Task description »
Write the next few paragraphs of the blog post about returning to work and facing postpartum depression, picking up after the paragraph that ends "I really didn't know who I was."

Top of Extract

I shared some of my recent life journey several weeks ago. It’s been awhile since I continued. This is part two… Need to catch up? Here’s my original post if you need a refresher.
Me, Myself, and Lies!
Going back to work after my second daughter, Georgie, was born – brought some sense of normalcy to my life – some routine. We had settled into a sort of routine at home, but work required different hours and schedules, so life was uprooted again for a short time as we adjusted again.
Returning to work was welcome for me. But things were very different. A couple of new people – who had been hired right before I had Georgie – had settled in and things had changed in the office. Responsibilities and dynamics were still in flux, so work was not quite the refuge I wanted it to be.
About the same time – I was losing much more sleep from working and as Georgie liked to be up at night – and I knew I was really in the throes of Postpartum Depression. In the meantime, my OB had relocated to another town and I found myself talking to a doctor’s office I’d never dealt with before. I explained my situation and they prescribed a medication which I gladly accepted.
So, I felt incapable of dealing with things at home – I felt abandoned in a sense by my OB whom I adored and who was so wonderful – and I felt very unsteady at my job where things were still settling down and I really didn’t know who I was.

Bottom of Extract
Top of Record extracts

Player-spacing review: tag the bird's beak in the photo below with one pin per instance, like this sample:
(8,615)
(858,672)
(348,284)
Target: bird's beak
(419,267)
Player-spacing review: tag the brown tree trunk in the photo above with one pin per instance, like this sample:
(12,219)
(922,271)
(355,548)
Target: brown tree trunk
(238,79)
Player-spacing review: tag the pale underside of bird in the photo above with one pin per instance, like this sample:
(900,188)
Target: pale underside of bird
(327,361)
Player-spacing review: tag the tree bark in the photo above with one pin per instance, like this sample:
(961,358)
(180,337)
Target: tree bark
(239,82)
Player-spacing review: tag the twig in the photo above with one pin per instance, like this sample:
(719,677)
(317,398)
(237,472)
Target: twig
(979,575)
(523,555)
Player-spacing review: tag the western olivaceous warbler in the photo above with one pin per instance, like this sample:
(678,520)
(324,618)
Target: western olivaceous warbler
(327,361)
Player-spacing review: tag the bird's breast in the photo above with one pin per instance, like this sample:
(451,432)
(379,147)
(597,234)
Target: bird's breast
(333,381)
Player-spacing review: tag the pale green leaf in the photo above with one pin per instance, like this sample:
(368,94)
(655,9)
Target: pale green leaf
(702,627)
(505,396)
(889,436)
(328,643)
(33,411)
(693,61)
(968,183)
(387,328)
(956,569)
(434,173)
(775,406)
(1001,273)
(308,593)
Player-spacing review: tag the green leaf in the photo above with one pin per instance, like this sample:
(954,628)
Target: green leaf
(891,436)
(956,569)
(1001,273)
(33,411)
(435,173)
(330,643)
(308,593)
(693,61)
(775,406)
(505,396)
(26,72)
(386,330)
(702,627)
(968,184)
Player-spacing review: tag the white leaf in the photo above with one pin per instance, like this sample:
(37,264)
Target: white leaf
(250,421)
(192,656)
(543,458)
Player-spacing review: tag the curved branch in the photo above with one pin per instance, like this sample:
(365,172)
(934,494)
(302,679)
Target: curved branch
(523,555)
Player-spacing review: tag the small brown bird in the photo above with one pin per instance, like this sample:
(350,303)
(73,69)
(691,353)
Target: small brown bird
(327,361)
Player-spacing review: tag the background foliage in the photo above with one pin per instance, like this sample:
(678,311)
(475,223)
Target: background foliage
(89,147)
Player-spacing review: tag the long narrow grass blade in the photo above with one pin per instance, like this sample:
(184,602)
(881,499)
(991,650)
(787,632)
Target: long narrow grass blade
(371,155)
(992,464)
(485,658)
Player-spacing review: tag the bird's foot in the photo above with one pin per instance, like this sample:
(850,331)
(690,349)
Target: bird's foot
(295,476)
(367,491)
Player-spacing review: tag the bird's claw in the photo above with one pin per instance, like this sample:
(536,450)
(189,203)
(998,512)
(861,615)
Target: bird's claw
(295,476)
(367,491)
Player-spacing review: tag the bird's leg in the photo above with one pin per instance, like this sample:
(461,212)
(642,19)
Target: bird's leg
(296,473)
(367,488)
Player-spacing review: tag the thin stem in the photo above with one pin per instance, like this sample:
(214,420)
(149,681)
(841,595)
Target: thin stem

Bottom of Record extracts

Your response »
I knew I was a wife. A tired mom. An employee.
My husband was very supportive emotionally and really tried to help me process things. But the chaos of a new baby and an older child who wanted my full attention – as well as my serious lack of sleep – was more than I could deal with. I was unhappy with the house – with the girls – with him – and felt overburdened rather than joyful.
My supervisor, who was incredibly flexible and understanding when I explained my situation to him, was also in the midst of some serious life changes. He really gave me room to come & go as I needed as long as my work was done – and was very supportive.
As I began searching for some solid ground to plant my slippery feet on, I found some relief in the medication I was taking. At the same time, I also really honed in on and held on to some negative statements I was making to myself and hearing in my head – and those are the things that stayed with me long after the medication was gone.
My in-laws – who cared for the girls while I worked – began suffering from serious health issues and other serious dealings with extended family – and it became readily apparent that Roy & I had some decisions to make – and soon.
My job situation quickly changed, too, and I developed a rather sour attitude about most of it. I felt misplaced, I felt taken advantage of – and rather than going to God with it and asking HIM for clarity, I nursed a horrible attitude which – of course – affected my job. My work began to slip – and I didn’t even notice, let alone care.
My dealings with the girls became almost automatic and robotic. Fed! Changed! Bathed! Clothed! But nurtured??? Not really. I did the bare minimum and stuffed my feelings of disconnection even deeper.
When Roy & I knew I could no longer work and leave the girls at my in-laws, I turned in my notice. At that point, my attitude only worsened. Fueled by anger and discontent, I said a lot of terrible things about the people I worked with.
I stirred things up.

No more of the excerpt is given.